#### Directions for this task
Find "Tag the gap" in the data, then restate the line it sits in and every later line word for word, ending with the last line.

#### Rows
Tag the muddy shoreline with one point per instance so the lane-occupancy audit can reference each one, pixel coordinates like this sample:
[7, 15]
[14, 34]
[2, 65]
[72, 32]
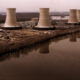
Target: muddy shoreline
[12, 40]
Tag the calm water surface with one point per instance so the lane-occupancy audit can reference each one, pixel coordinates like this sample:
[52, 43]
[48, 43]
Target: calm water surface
[56, 59]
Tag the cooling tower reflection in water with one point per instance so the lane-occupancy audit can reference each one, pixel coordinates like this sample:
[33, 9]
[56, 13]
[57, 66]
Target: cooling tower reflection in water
[58, 58]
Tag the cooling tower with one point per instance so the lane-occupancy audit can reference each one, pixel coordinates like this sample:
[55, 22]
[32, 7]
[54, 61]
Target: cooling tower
[78, 15]
[10, 22]
[73, 16]
[44, 19]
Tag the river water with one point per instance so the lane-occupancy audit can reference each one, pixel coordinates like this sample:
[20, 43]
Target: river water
[56, 59]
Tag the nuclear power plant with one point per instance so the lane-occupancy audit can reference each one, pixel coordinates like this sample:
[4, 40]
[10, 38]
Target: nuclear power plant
[10, 22]
[78, 15]
[73, 16]
[44, 19]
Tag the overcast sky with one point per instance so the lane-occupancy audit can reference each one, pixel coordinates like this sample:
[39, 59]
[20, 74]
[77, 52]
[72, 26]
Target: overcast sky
[34, 5]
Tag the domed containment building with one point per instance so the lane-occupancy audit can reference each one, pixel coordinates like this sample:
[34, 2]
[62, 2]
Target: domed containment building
[10, 22]
[44, 19]
[78, 15]
[73, 17]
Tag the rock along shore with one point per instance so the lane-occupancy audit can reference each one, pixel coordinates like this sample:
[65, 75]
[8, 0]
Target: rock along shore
[11, 40]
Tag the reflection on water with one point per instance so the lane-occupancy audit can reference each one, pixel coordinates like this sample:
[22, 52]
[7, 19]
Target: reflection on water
[57, 59]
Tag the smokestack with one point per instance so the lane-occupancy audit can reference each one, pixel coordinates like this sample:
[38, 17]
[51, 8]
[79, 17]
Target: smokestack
[73, 16]
[44, 19]
[78, 15]
[10, 22]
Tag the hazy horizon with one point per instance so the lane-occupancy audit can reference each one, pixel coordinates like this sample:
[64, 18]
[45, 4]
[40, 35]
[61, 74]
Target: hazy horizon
[34, 5]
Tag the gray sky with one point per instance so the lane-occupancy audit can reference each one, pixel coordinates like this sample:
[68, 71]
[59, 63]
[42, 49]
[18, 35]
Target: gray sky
[34, 5]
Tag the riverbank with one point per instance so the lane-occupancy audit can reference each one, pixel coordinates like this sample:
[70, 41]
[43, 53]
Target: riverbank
[11, 40]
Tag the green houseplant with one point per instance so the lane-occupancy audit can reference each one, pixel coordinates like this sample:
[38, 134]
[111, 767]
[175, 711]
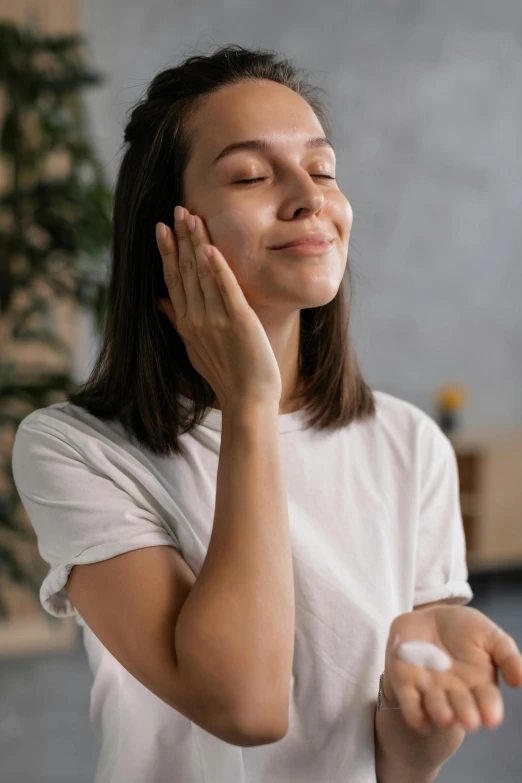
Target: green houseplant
[54, 227]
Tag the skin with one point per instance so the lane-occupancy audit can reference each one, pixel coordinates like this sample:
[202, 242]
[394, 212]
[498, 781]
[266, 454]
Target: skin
[245, 220]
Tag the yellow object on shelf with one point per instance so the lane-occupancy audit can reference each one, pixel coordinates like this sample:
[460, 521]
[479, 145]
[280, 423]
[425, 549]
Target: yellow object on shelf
[452, 397]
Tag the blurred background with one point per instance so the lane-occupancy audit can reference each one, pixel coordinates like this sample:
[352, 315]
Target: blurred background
[427, 118]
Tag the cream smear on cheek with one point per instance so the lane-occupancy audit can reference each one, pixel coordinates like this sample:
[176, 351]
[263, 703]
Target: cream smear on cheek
[230, 224]
[424, 654]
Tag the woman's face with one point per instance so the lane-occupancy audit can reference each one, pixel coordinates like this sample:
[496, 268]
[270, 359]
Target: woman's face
[293, 195]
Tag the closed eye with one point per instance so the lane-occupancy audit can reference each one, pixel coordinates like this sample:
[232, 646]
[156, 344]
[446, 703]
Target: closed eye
[260, 179]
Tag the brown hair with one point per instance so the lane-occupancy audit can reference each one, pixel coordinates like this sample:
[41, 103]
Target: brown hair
[143, 364]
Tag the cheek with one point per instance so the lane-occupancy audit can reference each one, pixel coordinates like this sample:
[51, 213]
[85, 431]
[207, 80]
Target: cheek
[229, 232]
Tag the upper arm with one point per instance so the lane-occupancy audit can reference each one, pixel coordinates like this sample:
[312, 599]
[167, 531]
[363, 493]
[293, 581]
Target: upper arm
[131, 603]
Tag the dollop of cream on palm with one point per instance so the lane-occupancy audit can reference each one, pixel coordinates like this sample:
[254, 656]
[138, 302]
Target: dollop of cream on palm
[424, 654]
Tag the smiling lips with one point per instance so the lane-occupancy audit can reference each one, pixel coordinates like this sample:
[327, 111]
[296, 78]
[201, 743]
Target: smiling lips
[316, 239]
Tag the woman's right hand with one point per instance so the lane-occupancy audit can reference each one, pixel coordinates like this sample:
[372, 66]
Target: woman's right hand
[225, 340]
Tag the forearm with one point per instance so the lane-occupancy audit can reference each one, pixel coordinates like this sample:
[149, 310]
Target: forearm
[238, 622]
[404, 756]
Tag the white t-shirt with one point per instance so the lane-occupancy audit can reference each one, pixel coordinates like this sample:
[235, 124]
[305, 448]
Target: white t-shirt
[376, 529]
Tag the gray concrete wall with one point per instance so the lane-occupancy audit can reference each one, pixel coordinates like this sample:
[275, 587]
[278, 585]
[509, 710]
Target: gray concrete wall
[427, 114]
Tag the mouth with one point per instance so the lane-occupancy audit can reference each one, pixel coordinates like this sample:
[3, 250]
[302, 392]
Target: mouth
[306, 248]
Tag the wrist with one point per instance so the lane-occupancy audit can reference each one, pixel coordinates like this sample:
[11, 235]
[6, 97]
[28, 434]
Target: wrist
[390, 697]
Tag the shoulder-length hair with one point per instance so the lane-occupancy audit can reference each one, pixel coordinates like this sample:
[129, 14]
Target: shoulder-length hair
[143, 364]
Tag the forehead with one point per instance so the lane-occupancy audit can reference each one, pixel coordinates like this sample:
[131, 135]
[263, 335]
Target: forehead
[255, 109]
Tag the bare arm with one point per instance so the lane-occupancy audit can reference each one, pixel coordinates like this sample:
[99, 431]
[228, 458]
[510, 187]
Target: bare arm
[237, 624]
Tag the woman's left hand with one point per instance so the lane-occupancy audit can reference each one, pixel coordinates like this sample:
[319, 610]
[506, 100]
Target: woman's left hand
[468, 692]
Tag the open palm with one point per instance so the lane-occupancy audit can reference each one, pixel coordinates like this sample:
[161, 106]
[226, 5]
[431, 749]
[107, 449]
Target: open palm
[468, 691]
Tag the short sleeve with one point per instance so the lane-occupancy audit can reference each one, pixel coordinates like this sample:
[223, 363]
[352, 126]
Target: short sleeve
[440, 570]
[81, 512]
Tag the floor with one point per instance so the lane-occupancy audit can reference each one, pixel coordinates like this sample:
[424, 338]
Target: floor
[45, 735]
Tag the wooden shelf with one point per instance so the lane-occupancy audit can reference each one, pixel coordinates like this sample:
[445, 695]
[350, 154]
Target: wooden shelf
[490, 477]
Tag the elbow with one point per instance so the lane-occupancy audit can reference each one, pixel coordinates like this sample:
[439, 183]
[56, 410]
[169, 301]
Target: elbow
[252, 731]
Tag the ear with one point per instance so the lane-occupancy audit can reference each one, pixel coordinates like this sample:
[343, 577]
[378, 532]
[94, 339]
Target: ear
[165, 305]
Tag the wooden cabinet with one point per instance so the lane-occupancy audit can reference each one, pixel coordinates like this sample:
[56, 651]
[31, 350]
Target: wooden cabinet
[490, 474]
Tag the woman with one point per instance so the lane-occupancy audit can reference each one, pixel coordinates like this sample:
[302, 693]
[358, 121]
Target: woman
[235, 519]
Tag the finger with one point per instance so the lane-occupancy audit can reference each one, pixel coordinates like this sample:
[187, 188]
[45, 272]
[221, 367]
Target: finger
[413, 710]
[465, 707]
[168, 251]
[214, 304]
[490, 704]
[506, 655]
[438, 707]
[188, 268]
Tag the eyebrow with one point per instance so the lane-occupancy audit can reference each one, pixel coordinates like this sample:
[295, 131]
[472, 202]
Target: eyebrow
[265, 146]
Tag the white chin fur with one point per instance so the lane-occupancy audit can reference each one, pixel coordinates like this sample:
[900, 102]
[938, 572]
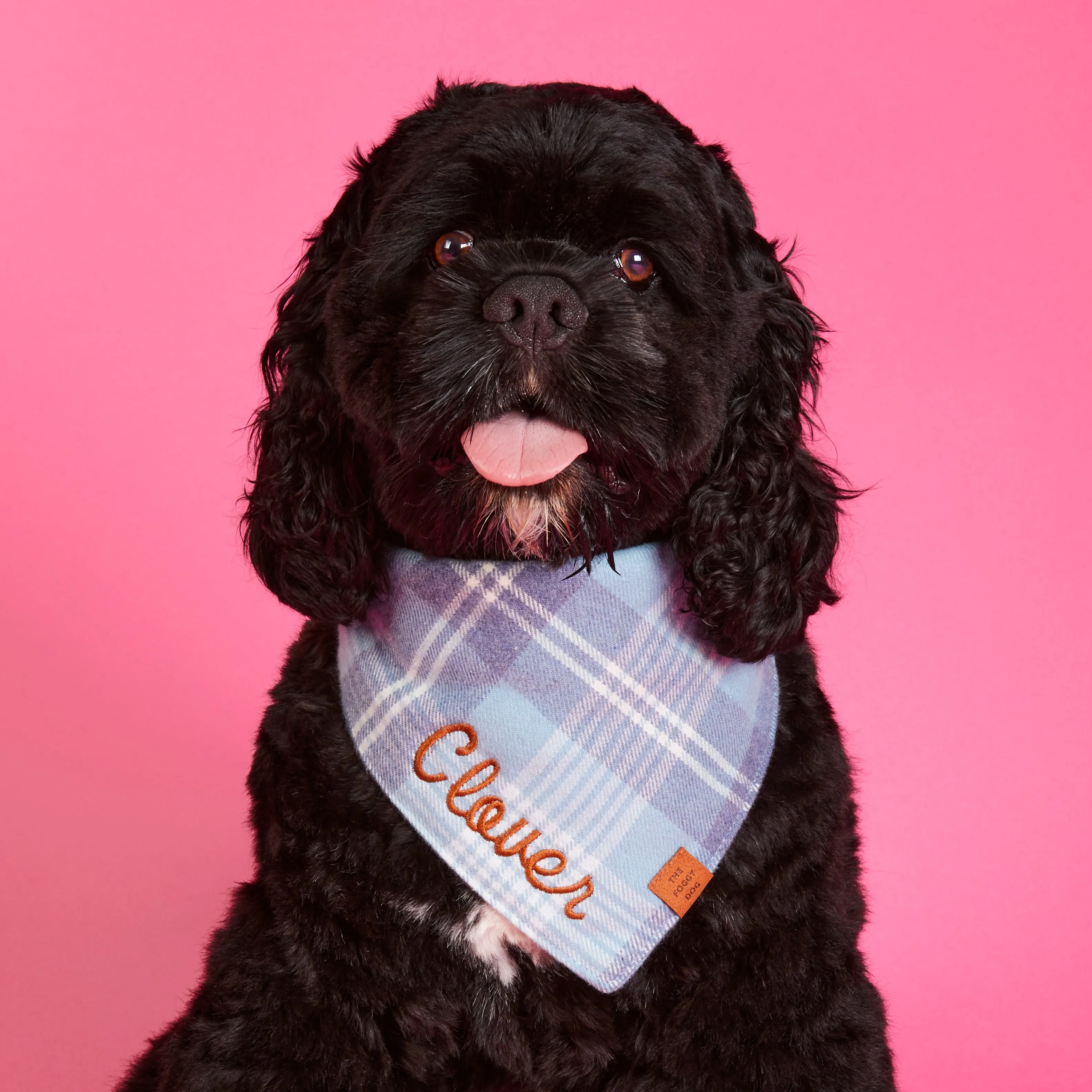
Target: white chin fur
[529, 519]
[489, 935]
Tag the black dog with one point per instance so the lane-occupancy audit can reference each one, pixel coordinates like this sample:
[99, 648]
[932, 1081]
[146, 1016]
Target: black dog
[574, 254]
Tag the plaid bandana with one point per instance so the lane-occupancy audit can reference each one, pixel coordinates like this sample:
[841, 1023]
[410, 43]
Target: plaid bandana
[568, 746]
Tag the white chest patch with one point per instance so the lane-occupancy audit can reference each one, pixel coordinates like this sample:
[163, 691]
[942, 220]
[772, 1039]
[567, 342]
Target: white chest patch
[489, 935]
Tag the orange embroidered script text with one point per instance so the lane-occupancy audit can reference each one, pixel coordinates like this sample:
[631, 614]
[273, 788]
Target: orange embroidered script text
[485, 814]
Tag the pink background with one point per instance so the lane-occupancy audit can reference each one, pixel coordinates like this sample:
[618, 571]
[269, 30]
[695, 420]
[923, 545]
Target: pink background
[161, 168]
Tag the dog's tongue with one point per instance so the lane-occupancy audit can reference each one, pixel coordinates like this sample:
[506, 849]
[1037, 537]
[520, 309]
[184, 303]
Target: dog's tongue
[521, 450]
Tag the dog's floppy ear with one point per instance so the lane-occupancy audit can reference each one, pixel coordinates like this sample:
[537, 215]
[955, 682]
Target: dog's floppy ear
[759, 533]
[309, 524]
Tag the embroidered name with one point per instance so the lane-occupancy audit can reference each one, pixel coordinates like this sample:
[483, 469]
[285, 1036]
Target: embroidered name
[485, 814]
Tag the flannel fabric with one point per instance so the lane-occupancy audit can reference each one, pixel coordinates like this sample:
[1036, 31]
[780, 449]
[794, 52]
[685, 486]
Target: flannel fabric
[613, 731]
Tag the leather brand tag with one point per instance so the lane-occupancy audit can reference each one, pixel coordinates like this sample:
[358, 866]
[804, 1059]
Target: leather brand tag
[681, 882]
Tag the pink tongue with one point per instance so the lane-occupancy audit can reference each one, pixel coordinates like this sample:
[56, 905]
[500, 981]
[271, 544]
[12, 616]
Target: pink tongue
[521, 450]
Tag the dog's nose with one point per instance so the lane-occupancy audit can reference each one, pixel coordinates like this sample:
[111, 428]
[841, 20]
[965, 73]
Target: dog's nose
[535, 313]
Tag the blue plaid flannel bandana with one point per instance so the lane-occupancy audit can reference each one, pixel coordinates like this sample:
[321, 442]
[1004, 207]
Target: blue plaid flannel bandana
[561, 743]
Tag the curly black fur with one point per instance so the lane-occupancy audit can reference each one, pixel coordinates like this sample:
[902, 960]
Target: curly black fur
[694, 396]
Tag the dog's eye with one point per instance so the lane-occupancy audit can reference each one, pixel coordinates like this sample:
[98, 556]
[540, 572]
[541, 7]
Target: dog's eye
[635, 264]
[450, 246]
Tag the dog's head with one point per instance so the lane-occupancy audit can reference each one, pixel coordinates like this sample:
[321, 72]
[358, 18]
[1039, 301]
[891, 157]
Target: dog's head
[540, 322]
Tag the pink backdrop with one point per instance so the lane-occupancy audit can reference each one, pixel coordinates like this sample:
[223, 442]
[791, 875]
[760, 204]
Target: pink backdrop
[161, 168]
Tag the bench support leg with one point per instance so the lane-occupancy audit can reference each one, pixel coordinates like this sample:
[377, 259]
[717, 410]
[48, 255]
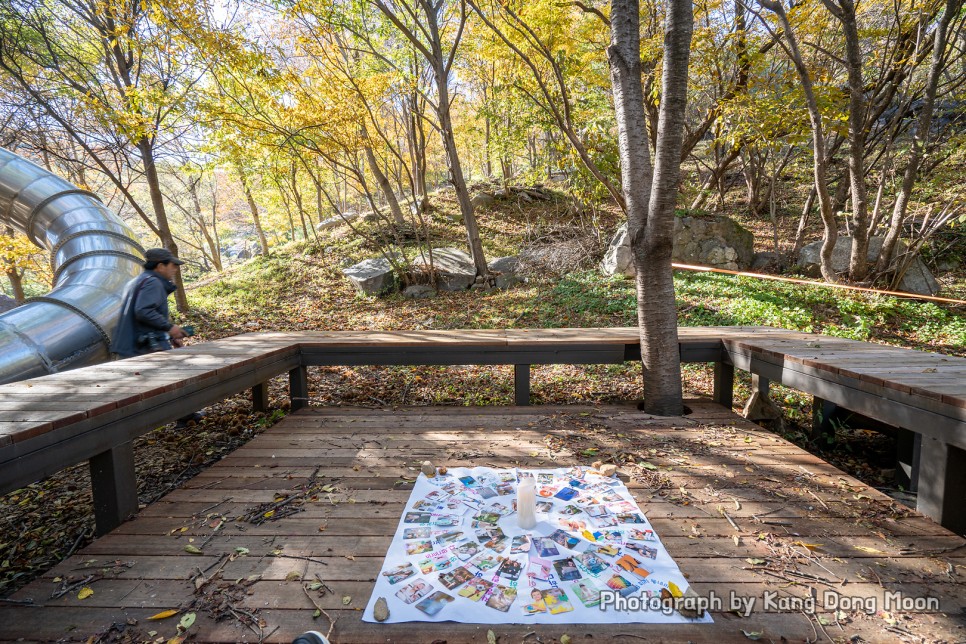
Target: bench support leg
[822, 413]
[521, 384]
[942, 484]
[260, 397]
[298, 387]
[907, 459]
[724, 384]
[114, 486]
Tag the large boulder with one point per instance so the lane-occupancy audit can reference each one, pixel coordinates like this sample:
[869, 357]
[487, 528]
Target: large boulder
[372, 276]
[455, 270]
[505, 271]
[718, 242]
[917, 279]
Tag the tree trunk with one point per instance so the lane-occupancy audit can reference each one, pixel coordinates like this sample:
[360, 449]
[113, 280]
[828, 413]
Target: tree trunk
[456, 172]
[146, 149]
[650, 204]
[16, 283]
[820, 160]
[920, 139]
[858, 261]
[214, 251]
[254, 209]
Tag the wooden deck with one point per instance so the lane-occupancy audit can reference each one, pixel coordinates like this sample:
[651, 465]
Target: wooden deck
[740, 510]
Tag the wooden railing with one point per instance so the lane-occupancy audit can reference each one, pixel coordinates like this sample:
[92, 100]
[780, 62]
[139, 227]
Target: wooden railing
[93, 414]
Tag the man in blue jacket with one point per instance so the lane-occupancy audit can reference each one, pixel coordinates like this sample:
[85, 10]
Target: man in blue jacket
[144, 310]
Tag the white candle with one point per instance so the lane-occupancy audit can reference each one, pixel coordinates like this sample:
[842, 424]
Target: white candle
[526, 503]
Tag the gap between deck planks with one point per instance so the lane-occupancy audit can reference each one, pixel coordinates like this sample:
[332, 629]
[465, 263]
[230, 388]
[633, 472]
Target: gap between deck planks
[787, 499]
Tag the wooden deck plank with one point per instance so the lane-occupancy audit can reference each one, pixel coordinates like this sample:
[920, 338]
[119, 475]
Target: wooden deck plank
[858, 529]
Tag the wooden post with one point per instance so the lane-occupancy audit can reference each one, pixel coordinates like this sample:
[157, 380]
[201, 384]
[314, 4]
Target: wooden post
[724, 384]
[908, 446]
[521, 384]
[260, 397]
[942, 484]
[298, 387]
[114, 486]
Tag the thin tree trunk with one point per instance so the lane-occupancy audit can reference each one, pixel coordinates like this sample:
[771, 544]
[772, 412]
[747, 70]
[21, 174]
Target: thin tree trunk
[253, 207]
[157, 201]
[214, 251]
[820, 160]
[383, 182]
[858, 261]
[650, 194]
[920, 139]
[456, 172]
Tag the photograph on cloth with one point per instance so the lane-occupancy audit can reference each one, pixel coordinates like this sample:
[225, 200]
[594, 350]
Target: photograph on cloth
[457, 556]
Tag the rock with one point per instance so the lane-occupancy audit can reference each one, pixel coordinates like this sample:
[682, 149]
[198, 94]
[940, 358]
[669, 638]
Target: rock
[380, 611]
[372, 276]
[917, 279]
[482, 199]
[504, 271]
[764, 261]
[7, 303]
[419, 292]
[455, 270]
[761, 408]
[618, 258]
[718, 242]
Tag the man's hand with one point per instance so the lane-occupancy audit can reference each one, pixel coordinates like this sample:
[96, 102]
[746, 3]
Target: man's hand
[177, 335]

#### The completed task
Tag the gap between deck planks with one point per instance so the lane-occupancy audit can reference each one, pixel coordinates like this sample:
[332, 629]
[465, 263]
[230, 388]
[633, 472]
Target: gap between deck planks
[787, 499]
Tag the wooden deck plank with one point per instance so the lane-occupancy audit can reference each one, pixel coordinates like this sample:
[920, 338]
[119, 475]
Target: wooden deck plank
[858, 529]
Tag the wooden post with one point per instance so the lane-occupancy audit can reference each one, pixel coordinates like this sample:
[157, 380]
[201, 384]
[314, 4]
Target: wooden post
[724, 384]
[908, 446]
[521, 384]
[260, 397]
[942, 484]
[298, 387]
[114, 486]
Tag the thin tree trunk with one point per instance so the lane-occupancy audit can reference each one, pixel coordinates like this sample:
[771, 544]
[772, 412]
[747, 70]
[21, 174]
Target: thin tree trunk
[253, 207]
[157, 201]
[214, 251]
[820, 160]
[383, 182]
[858, 261]
[650, 194]
[920, 139]
[456, 172]
Tag the photograph on cloth with one point per instance so the lane-occupancy audit can reference each one, pixel coordinates like this sample:
[225, 200]
[594, 350]
Target: photograph on cloth
[457, 556]
Tag the rock with one point per instance so the lane-occupancy audit can reference each one, pixel coordinates like this sample:
[682, 149]
[198, 94]
[940, 358]
[669, 638]
Target: rock
[380, 611]
[372, 276]
[917, 279]
[482, 199]
[504, 271]
[764, 261]
[7, 303]
[419, 292]
[455, 270]
[761, 408]
[618, 258]
[718, 242]
Tag the man's hand with one point per instance so the lane-occupancy audit can reference each one, pixel coordinates like this sample:
[96, 102]
[746, 3]
Target: man's hand
[177, 335]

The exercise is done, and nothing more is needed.